I wonder would Judge Teehan have tried his logic with a rule that permitted lower pay for people formed from the merging of a human sperm containing an X chromosome with a human egg. That would have been an ingenious way to overturn the Oireachtas’s intentions on gender discrimination.

*To make it easier to follow, I have replaced the words ‘respondent’ with ‘John Stokes’, and ‘appelant’ with ‘school’ in the quoted text.


1. Logan - August 13, 2011

Tomboktu, your arguument is based on the fact that you do not believe that giving preference to the families of past pupils is a “legitimate aim”, while the judge felt that an admissions policy based on giving preference to such children is a “legitimate aim”.

Now I agree with you that the whole business of wanting people going to the same school as their parents is a bit of a crock of a reason to have for an admissions policy, but i am willing to give the Judge the benefit of the doubt in his interpretation. However, you feel that his interpretation is wrong, that he is going against the wishes of the Oireaschtas members who framed the law.

But how are you so sure that the judge is going against what the Oireachttas members want? – to the extent that you say that the “Judge has failed in his duty to apply the law as set by the legislature”

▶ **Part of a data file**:

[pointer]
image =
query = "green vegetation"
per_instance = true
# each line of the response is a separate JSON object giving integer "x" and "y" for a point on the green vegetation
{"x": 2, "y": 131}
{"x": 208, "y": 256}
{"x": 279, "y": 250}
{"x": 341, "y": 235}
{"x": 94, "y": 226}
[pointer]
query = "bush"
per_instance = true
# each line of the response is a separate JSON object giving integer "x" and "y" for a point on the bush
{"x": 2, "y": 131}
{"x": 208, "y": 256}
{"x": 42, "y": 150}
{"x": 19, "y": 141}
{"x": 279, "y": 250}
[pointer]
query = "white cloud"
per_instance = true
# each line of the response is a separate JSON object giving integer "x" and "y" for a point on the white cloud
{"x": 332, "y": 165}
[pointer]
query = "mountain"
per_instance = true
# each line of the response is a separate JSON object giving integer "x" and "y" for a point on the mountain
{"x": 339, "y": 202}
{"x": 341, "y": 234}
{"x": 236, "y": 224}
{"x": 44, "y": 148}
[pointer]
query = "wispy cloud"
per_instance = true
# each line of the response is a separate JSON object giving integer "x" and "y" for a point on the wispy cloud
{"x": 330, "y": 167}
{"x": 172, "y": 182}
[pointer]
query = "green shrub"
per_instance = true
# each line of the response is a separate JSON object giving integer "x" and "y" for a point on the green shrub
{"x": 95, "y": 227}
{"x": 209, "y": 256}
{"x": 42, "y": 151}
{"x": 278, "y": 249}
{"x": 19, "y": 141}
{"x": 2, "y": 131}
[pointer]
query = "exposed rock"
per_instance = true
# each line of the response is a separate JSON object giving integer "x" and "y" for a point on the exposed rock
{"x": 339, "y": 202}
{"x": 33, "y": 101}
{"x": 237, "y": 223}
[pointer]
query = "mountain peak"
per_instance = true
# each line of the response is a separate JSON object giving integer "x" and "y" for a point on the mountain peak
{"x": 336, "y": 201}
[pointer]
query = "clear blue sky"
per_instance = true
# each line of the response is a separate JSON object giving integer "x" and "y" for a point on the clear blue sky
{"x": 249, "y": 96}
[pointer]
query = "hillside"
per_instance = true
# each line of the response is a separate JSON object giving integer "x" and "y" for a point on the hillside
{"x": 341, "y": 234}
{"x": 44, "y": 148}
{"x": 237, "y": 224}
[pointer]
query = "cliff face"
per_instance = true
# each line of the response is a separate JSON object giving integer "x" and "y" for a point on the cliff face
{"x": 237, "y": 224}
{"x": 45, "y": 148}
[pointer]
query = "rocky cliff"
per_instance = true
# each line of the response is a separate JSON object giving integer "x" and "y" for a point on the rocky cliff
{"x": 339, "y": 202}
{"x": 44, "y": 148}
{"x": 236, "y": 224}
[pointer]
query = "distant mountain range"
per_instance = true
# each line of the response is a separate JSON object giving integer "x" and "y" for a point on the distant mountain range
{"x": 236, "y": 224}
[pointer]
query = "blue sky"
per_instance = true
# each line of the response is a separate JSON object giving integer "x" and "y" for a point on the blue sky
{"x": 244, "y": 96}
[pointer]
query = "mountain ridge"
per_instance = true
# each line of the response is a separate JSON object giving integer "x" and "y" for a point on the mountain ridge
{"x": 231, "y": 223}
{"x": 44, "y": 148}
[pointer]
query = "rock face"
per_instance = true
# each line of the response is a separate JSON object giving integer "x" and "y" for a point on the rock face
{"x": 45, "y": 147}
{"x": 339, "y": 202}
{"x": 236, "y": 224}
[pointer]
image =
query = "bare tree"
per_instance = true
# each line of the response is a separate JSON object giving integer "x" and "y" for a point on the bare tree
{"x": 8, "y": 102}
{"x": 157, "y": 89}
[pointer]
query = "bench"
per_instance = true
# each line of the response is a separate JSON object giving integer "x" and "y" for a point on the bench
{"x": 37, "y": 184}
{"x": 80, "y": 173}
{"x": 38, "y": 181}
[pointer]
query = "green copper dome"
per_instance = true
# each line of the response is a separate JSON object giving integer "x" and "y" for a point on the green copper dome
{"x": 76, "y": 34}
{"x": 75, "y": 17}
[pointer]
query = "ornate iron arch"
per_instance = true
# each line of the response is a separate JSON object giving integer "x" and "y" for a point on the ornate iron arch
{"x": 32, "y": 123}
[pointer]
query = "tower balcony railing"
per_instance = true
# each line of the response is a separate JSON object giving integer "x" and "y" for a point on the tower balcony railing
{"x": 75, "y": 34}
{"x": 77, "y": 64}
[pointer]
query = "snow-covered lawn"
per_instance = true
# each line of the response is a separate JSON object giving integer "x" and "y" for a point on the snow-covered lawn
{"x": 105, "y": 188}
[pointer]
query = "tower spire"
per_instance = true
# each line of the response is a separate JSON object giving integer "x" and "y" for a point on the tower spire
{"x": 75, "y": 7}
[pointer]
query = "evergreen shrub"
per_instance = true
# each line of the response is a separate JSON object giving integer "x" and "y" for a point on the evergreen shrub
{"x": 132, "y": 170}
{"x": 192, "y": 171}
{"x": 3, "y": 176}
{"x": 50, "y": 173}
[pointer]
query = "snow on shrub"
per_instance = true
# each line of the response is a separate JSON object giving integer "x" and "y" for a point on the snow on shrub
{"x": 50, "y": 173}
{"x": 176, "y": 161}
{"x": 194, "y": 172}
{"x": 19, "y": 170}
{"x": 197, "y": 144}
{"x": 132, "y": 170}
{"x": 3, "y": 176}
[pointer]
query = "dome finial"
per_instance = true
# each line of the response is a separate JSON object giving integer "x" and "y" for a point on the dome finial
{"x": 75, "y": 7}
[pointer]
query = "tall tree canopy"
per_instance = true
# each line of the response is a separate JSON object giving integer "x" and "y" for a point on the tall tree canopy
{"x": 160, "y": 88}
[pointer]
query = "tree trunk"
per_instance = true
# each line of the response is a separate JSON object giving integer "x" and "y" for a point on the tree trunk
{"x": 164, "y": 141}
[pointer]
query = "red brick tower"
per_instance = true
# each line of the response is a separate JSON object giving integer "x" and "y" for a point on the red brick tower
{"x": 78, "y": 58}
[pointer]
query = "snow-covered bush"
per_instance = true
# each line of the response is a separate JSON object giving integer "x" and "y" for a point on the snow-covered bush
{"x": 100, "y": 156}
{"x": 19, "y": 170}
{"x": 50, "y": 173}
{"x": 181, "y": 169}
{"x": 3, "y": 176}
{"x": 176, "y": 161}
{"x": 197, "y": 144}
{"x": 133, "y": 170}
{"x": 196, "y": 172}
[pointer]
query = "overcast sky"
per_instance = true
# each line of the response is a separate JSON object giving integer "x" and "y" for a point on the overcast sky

---

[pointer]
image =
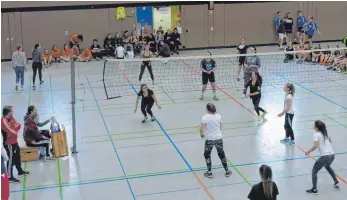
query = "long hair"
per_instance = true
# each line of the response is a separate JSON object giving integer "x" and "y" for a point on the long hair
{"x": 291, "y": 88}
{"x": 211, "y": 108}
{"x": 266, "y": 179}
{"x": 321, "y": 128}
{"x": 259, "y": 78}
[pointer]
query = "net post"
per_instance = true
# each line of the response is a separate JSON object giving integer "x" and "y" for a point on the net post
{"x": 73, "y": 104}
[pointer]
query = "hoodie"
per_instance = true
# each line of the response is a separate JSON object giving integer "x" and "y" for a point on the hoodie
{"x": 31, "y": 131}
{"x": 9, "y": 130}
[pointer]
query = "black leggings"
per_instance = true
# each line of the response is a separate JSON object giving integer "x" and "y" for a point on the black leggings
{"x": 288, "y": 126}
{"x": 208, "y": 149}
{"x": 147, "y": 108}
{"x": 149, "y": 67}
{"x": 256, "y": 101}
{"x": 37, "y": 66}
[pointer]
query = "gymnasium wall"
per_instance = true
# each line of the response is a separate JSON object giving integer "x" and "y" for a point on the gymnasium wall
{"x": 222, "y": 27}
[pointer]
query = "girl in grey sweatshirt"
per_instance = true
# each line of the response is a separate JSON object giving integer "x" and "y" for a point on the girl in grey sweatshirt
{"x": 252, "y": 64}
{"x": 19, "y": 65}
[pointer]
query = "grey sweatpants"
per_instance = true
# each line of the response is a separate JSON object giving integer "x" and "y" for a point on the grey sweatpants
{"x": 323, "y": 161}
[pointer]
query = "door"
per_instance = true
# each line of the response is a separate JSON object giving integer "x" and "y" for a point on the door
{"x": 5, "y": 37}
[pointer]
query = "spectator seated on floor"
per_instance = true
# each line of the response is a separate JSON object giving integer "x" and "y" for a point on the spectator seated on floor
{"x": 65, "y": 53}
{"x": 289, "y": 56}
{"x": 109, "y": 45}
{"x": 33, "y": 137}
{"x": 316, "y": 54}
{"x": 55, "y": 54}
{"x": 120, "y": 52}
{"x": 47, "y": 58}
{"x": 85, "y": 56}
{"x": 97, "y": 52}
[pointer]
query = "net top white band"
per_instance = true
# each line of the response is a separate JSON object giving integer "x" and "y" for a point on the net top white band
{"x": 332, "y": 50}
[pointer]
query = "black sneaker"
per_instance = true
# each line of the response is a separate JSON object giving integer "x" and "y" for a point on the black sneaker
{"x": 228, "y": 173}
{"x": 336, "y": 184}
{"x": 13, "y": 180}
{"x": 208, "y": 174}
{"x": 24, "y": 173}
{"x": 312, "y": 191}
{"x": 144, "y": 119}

==

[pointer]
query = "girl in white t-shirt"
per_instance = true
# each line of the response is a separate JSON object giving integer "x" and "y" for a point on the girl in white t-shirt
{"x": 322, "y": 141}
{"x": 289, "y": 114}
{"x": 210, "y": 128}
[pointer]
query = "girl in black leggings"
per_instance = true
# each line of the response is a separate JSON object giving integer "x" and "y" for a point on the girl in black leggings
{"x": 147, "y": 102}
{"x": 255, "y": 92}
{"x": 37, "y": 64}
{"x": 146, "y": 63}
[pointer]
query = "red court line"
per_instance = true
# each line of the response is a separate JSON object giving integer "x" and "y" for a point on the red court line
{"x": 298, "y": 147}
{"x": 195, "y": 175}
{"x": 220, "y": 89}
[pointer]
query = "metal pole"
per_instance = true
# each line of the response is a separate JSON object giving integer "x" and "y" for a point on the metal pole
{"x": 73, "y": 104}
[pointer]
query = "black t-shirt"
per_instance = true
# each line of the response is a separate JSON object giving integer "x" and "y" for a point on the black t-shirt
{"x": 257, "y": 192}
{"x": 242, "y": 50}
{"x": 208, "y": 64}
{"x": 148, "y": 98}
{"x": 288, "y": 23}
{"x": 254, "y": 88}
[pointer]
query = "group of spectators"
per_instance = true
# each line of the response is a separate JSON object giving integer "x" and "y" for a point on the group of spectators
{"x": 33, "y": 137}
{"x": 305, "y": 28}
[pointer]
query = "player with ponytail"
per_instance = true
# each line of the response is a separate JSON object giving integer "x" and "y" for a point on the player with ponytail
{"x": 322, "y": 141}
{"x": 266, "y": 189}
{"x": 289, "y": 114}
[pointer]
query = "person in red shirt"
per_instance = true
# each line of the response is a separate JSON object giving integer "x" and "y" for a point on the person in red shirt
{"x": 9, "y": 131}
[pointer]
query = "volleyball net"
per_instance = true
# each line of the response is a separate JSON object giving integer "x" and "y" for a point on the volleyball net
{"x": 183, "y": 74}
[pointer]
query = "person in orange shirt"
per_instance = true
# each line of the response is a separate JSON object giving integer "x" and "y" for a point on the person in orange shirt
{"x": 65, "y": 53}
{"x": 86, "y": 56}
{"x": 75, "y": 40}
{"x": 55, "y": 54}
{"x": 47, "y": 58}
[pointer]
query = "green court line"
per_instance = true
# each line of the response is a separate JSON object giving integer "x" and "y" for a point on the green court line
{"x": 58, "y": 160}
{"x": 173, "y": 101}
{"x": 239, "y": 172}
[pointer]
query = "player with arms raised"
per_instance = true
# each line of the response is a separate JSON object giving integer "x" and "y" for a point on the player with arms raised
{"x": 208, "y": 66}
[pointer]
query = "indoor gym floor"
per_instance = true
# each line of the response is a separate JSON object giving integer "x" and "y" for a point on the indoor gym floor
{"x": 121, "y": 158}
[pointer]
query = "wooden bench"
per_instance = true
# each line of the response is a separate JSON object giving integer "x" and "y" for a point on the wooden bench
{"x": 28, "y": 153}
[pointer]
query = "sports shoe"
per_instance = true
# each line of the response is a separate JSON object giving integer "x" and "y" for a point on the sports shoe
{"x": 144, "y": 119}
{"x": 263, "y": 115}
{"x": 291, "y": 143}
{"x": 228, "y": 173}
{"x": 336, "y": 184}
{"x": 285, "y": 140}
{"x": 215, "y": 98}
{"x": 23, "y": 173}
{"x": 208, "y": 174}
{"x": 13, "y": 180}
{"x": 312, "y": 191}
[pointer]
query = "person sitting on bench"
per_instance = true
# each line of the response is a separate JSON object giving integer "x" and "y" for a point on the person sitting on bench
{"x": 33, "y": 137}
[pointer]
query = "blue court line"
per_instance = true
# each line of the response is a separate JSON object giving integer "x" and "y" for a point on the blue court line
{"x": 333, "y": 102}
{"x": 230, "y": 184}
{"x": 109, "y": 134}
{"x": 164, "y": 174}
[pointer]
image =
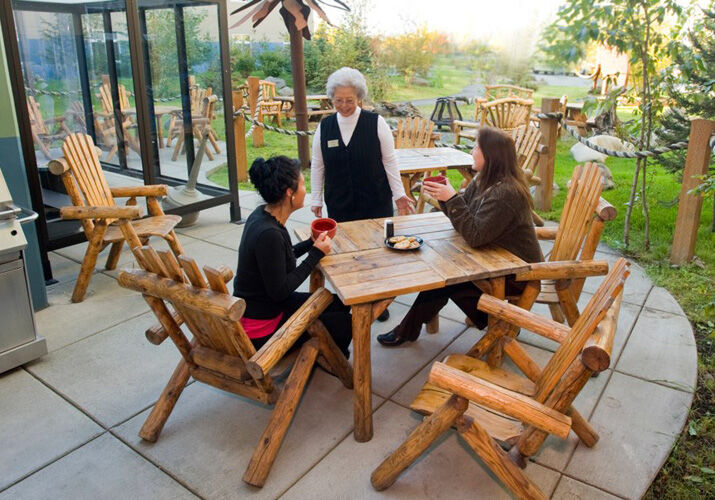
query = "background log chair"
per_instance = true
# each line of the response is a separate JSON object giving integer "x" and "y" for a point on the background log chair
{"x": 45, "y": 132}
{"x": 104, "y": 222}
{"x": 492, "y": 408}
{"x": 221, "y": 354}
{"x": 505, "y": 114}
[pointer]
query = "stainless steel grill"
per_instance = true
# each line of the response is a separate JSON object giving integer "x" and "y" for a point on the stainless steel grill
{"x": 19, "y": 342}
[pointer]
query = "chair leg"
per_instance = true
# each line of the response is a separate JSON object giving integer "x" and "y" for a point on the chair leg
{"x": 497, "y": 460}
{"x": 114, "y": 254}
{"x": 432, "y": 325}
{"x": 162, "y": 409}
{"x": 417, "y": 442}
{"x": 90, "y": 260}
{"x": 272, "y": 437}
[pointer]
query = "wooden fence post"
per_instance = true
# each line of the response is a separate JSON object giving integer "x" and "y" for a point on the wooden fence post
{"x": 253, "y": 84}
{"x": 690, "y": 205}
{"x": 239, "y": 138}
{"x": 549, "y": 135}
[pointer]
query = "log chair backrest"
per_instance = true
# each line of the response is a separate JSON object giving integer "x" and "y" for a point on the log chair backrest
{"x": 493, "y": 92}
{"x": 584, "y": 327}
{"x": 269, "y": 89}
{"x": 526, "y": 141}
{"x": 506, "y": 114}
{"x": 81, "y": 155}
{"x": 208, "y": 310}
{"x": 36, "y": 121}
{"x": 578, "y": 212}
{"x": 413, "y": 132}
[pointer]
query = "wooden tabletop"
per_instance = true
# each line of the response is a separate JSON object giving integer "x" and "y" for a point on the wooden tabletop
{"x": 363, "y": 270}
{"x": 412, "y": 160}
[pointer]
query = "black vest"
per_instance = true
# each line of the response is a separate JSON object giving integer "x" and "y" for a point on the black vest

▶ **Task requirements**:
**a)** Reproduce the passage on the school admissions ruling word for word, everything from "1. Logan - August" down to "framed the law.".
**b)** List every person named in the passage on the school admissions ruling.
The data are separate from the passage and stand on their own.

▶ **Responses**:
**a)**
1. Logan - August 13, 2011

Tomboktu, your arguument is based on the fact that you do not believe that giving preference to the families of past pupils is a “legitimate aim”, while the judge felt that an admissions policy based on giving preference to such children is a “legitimate aim”.

Now I agree with you that the whole business of wanting people going to the same school as their parents is a bit of a crock of a reason to have for an admissions policy, but i am willing to give the Judge the benefit of the doubt in his interpretation. However, you feel that his interpretation is wrong, that he is going against the wishes of the Oireaschtas members who framed the law.

**b)** Judge Teehan, John Stokes, Logan, Tomboktu